#### Written task:
Please answer these questions using the article on education investment in Brazil:
(a) How many students does Eleva Educação SA now have?
(b) What is the highest yearly tuition that Eleva units charge?
(c) How much is spent on private schools in Brazil each year?

#### Passage to read:
+++++
(Corrects 19th paragraph to show age of Joao Carlos Di Genio is 79, not 75)
By Tatiana Bautzer and Carolina Mandl
SAO PAULO, July 2 (Reuters) - Five years ago Jorge Paulo Lemann, the financial wizard who engineered consumer conglomerates like Anheuser Busch Inbev and Kraft Heinz Co, veered into uncharted territory, backing a venture to create a network of K-through-12 schools in his native Brazil.
The result was Eleva Educação SA, which now has 53,000 students spread across five states and last year sold a 25 percent stake to private equity firm Warburg Pincus, which valued the firm at 1.3 billion reais ($335.71 million), according to a source with knowledge of the matter.
The education bets by Lemann and Warburg underscore a sea change in how investors are playing the education market in Latin America’s largest economy, where private primary school chains bolstered by a quest for alternatives to threadbare public schools are replacing for-profit universities as the smart-money bet.
Piero Minardi, a partner at Warburg Pincus who is helping to oversee the Eleva investment, sees the potential to double Eleva’s size every three years. Targeting different income classes, Eleva has units that charge tuition of up to 48,000 reais a year.
“Private school is aspirational for Brazilian parents,” Minardi says.
The poor quality of Brazil’s schools, ranked below an average of 72 countries graded by the OECD’s Program for International Students Assessment, is fueling 100 billion reais in spending on private schools annually, double what is spent on college and university tuition.
+++++
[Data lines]
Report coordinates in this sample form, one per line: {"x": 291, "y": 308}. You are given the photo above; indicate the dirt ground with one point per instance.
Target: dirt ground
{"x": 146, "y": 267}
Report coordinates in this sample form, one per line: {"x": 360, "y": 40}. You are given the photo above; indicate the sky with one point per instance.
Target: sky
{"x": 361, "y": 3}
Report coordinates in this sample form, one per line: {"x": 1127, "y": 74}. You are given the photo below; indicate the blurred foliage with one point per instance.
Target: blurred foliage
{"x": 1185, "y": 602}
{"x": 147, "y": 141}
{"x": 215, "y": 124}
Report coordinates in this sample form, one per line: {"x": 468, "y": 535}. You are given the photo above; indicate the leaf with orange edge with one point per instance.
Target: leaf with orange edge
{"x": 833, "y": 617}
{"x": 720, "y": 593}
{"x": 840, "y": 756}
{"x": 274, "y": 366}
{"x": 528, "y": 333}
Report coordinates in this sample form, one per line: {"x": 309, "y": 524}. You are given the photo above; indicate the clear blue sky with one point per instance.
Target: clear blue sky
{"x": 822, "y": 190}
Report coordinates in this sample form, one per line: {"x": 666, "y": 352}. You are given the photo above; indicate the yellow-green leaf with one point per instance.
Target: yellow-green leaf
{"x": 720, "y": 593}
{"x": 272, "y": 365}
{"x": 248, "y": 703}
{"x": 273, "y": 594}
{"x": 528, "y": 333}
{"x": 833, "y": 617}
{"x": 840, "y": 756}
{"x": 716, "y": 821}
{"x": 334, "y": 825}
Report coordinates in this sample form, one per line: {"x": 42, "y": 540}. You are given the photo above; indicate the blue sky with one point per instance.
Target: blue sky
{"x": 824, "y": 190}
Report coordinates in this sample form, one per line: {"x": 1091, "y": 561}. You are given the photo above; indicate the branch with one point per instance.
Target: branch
+++++
#### Written response:
(a) 53,000 students
(b) 48,000 reais a year
(c) 100 billion reais